* [WRITTEN REQUEST] Change "marker" to "point" in the stretch from the line containing "Find the bark" through the end of the items, and write that stretch out again with nothing else altered.

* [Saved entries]
* BEGIN *

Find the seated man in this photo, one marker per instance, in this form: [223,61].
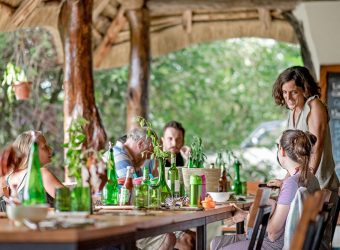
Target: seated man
[173,141]
[136,151]
[133,152]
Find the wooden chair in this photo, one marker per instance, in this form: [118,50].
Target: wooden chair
[252,188]
[259,217]
[335,213]
[312,223]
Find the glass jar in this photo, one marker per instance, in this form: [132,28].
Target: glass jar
[140,193]
[154,195]
[195,190]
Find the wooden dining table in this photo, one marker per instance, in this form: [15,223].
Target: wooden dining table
[115,227]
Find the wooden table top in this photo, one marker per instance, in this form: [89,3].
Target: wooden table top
[110,223]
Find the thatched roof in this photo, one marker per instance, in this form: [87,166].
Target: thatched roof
[175,24]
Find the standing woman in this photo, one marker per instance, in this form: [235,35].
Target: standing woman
[296,89]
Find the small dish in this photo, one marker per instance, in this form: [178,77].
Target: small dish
[220,197]
[32,213]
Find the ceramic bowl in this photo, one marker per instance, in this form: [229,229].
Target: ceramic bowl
[15,213]
[220,196]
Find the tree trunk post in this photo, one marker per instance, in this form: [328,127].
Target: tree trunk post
[139,69]
[75,28]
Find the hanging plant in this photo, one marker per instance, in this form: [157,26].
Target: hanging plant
[15,78]
[158,152]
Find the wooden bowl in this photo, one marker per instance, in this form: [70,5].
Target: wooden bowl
[212,176]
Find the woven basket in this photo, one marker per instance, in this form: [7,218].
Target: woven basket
[212,176]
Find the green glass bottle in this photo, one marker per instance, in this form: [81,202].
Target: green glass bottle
[222,182]
[237,184]
[190,162]
[173,177]
[146,176]
[219,160]
[110,190]
[34,192]
[164,189]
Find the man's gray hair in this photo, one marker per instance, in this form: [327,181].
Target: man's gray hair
[137,134]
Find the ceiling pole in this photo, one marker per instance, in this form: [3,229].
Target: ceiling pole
[139,68]
[75,29]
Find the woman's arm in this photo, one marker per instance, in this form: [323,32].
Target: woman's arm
[317,123]
[50,182]
[277,221]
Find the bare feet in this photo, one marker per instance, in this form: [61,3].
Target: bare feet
[169,242]
[187,241]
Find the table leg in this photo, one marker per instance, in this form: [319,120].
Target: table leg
[240,227]
[201,237]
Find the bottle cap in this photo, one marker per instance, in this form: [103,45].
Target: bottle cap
[121,181]
[154,181]
[195,180]
[203,179]
[137,181]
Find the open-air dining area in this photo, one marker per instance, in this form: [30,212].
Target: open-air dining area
[169,124]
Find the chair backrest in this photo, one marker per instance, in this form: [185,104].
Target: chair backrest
[259,217]
[311,223]
[261,199]
[252,187]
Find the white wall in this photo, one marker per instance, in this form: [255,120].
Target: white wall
[321,22]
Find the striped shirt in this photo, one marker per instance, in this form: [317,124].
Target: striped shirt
[123,159]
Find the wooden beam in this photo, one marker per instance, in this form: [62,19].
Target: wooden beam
[112,32]
[98,7]
[24,10]
[75,29]
[324,70]
[300,34]
[139,70]
[162,6]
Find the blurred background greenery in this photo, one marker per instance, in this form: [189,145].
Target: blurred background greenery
[220,91]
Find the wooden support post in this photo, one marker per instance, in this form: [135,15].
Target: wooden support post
[299,31]
[139,71]
[75,29]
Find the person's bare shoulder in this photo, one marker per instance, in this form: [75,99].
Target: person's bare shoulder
[318,108]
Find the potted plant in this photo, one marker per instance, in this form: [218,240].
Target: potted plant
[197,155]
[15,78]
[76,162]
[160,155]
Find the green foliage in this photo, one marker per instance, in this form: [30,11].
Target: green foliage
[75,159]
[12,75]
[197,154]
[219,91]
[158,152]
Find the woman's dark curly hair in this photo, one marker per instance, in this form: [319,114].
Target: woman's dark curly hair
[302,78]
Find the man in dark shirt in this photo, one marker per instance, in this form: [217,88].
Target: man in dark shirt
[173,141]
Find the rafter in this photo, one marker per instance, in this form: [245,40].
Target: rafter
[112,32]
[162,6]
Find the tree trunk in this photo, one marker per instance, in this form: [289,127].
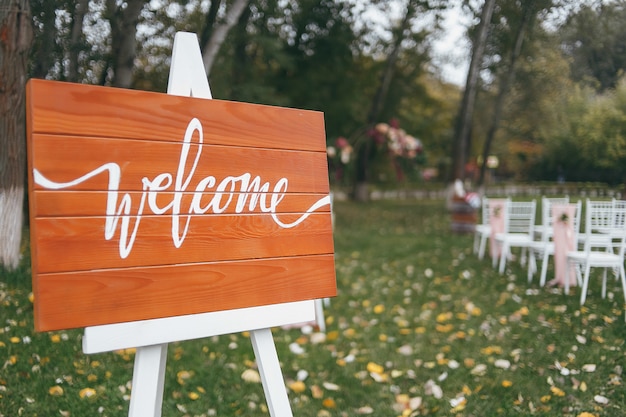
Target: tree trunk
[16,34]
[466,112]
[75,38]
[123,22]
[218,34]
[361,192]
[505,85]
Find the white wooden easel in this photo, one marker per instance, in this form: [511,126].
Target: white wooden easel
[150,337]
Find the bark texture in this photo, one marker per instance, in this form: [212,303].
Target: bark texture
[16,34]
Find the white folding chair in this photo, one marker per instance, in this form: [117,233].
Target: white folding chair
[519,223]
[599,225]
[482,230]
[598,249]
[546,215]
[544,247]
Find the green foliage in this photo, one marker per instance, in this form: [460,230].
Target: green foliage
[595,39]
[591,145]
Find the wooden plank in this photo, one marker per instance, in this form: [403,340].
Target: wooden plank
[306,171]
[146,206]
[78,243]
[90,203]
[83,110]
[114,296]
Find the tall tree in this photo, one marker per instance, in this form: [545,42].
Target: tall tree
[466,111]
[517,19]
[123,18]
[214,33]
[76,36]
[16,34]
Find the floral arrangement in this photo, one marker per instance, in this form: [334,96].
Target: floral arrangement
[400,150]
[395,153]
[399,143]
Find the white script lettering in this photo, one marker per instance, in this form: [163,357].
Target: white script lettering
[249,193]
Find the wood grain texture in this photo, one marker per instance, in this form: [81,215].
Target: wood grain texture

* END *

* [EXERCISE OUTPUT]
Find the bark texture in this photo, one point per instance, in this form: [212,303].
Target: bark texture
[16,34]
Find the white folding chair in this photo, one point per instance, in this form: [117,233].
Target: white folding chair
[519,223]
[599,225]
[482,230]
[598,249]
[546,215]
[544,247]
Find the green foliage in this photo, one point per instance, in this form: [460,230].
Target: green foliage
[595,39]
[591,145]
Find the wooden plank in this photo, one point per instance, in this form: [403,340].
Target: wooden plank
[306,171]
[146,206]
[78,243]
[90,203]
[83,110]
[114,296]
Find the tall tree in this photo, one point per instance, in this form: [545,42].
Target: tall tree
[466,111]
[517,19]
[123,18]
[214,33]
[76,36]
[16,34]
Find the floral arrangement in this photo, one point per instance, in this form: [334,96].
Target: floral arrangement
[400,150]
[395,153]
[399,143]
Find the white script lettering in this photo, one point per instance, in this form: [163,357].
Target: white script lettering
[249,193]
Find the wood grain texture in this photo, one point per instance, in this form: [81,215].
Target: wood grain texture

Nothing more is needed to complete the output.